* [TEXT TO READ]
◆ ◆ ◆ ◆ ◆

5
$\begingroup$

I have been trying to do this problem by using induction but I became stuck halfway through:

Use induction to show that $2\left(1+ \frac{1}{8} + \frac{1}{27} + \cdots + \frac{1}{n^3}\right) \lt 3 - \frac{1}{n^2}$ for $n\geq 2$. Does the series $\sum_{n=1}^{\infty}\frac{1}{n^3}$ converge? Justify your conclusions.

So far I have this:

Base Case of Induction, $n=2$ $\begin{align*} \frac{1}{n^3} &\lt 3- \frac{1}{n^2}\\ \frac{1}{8} &\lt 3 - \frac{1}{4}\\ \frac{1}{8} &\lt \frac{11}{4} \end{align*}$

Induction Step: Assume true for some $k \geq 2 :$ $ 2\left(1+ \frac{1}{8} + \frac{1}{27} + \cdots + \frac{1}{k^3}\right) \lt 3 - \frac{1}{k^2}$

Show true with $n= k+1$ $ 2 + 4 + \frac{2}{27} + \cdots + \frac{2}{k^3} + \frac{2}{(k+1)^3} \lt 3-\frac{1}{(k+1)^2}.$

From there, I have no idea what to do.

I was planning to have $3 - \frac{1}{k^2} + \frac{2}{(k+1)^3} \lt 3 - \frac{1}{(k+1)^2}$ but I feel like it won't work since $2\left(1 + \frac{1}{8} + \frac{1}{27}+\cdots+\frac{1}{k^3}\right)$ does not equal $3 - \frac{1}{k^2}.$

4 Answers 4

6

Hint $\ $ It is simple to prove by induction that an increasing function remains $\ge$ its initial value, i.e. that $\rm\ f(n+1) \ge f(n)\:$ for $\rm\:n\ge 2\:$ $\:\Rightarrow\:$ $\rm\:f(n) \ge f(2)\:$ for $\rm n\ge 2$.

◆ ◆ ◆ ◆ ◆

* [EXERCISE] Continue the induction thread above from its last line, carrying the hint on to a complete proof of the inequality.

* [DATA EXCERPTS]

◆ ◆ ◆ ◆ ◆

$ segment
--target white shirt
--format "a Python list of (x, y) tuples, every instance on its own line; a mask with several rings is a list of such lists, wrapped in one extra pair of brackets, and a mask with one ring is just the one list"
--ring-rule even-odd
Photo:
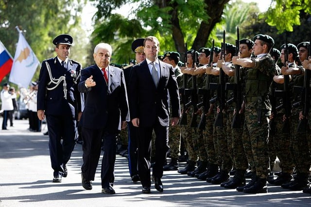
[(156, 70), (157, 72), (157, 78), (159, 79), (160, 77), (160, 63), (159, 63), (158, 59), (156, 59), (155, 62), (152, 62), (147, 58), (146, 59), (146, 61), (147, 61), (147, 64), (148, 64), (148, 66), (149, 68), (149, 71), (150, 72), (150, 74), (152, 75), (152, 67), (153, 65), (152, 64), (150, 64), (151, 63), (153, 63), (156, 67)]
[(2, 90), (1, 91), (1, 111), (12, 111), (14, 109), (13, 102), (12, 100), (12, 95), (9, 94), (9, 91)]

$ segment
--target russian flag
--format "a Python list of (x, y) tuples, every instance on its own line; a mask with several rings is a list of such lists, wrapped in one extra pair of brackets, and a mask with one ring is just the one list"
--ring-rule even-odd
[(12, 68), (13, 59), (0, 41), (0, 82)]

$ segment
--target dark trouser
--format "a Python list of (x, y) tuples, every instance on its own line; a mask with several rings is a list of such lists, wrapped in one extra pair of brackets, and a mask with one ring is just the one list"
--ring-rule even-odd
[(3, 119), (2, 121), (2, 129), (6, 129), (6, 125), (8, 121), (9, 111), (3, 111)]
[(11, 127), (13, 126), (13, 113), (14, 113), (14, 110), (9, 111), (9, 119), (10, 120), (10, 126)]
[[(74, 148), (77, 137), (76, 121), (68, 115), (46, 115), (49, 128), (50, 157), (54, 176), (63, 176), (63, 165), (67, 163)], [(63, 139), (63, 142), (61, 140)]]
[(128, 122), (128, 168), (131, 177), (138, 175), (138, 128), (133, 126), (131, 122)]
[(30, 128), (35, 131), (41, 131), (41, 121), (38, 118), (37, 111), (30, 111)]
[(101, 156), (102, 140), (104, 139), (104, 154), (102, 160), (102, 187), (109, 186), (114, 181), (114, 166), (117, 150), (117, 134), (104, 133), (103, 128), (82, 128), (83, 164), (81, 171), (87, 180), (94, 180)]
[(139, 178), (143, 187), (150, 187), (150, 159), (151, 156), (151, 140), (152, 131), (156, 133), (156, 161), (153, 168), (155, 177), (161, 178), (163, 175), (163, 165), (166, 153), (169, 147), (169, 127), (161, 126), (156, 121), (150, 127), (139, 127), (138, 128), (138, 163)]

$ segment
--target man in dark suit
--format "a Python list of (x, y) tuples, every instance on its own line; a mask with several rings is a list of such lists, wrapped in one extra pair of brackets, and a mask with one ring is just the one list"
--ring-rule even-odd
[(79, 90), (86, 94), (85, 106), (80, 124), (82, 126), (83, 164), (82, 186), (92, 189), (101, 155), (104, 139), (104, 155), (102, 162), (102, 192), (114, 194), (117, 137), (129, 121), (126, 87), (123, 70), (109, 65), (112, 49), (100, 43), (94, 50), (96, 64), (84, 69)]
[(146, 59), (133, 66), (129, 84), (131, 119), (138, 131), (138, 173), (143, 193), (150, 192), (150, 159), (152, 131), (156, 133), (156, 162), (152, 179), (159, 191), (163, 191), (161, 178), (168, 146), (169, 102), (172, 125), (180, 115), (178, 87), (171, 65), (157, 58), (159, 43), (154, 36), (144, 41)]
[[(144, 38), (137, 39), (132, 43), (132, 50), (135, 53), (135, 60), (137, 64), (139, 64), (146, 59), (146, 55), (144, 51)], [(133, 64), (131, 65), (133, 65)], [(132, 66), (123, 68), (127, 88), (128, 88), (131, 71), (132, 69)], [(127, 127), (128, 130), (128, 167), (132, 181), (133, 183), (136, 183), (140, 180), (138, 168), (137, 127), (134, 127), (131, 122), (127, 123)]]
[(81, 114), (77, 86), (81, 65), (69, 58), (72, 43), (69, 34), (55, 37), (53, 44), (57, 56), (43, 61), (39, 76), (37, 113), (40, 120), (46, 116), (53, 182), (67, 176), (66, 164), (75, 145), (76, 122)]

◆ ◆ ◆ ◆ ◆

* [RESPONSE FOR THIS EXERCISE]
Now apply that to $\rm\:f(n) = $ RHS $-$ LHS of your inequality, which is increasing since

$\rm f(n+1) - f(n)\: =\ \frac{3\:n+1}{n^2 (n+1)^3} > 0\ \ \ for\ \ \ n\ge 2\qquad \bf QED$

Remark $\ $ It's worth mention that this may be viewed as prototypical example of telescopy. Indeed, viewing $\rm\:f(n)\:$ as the sum of its first differences $\rm\:f(n) = f(2) + \sum_{k=2}^{n-1} (f(k+1)-f(k)),\:$ the proof reduces to a trivial induction that a sum is $> 0\:$ if each summand is. In a similar way one may exploit telescopy to simplify many inductive proofs to trivial inductions (e.g. the trivial induction that $\rm 1^n = 1$). For many examples of this technique see my prior posts on telescopy.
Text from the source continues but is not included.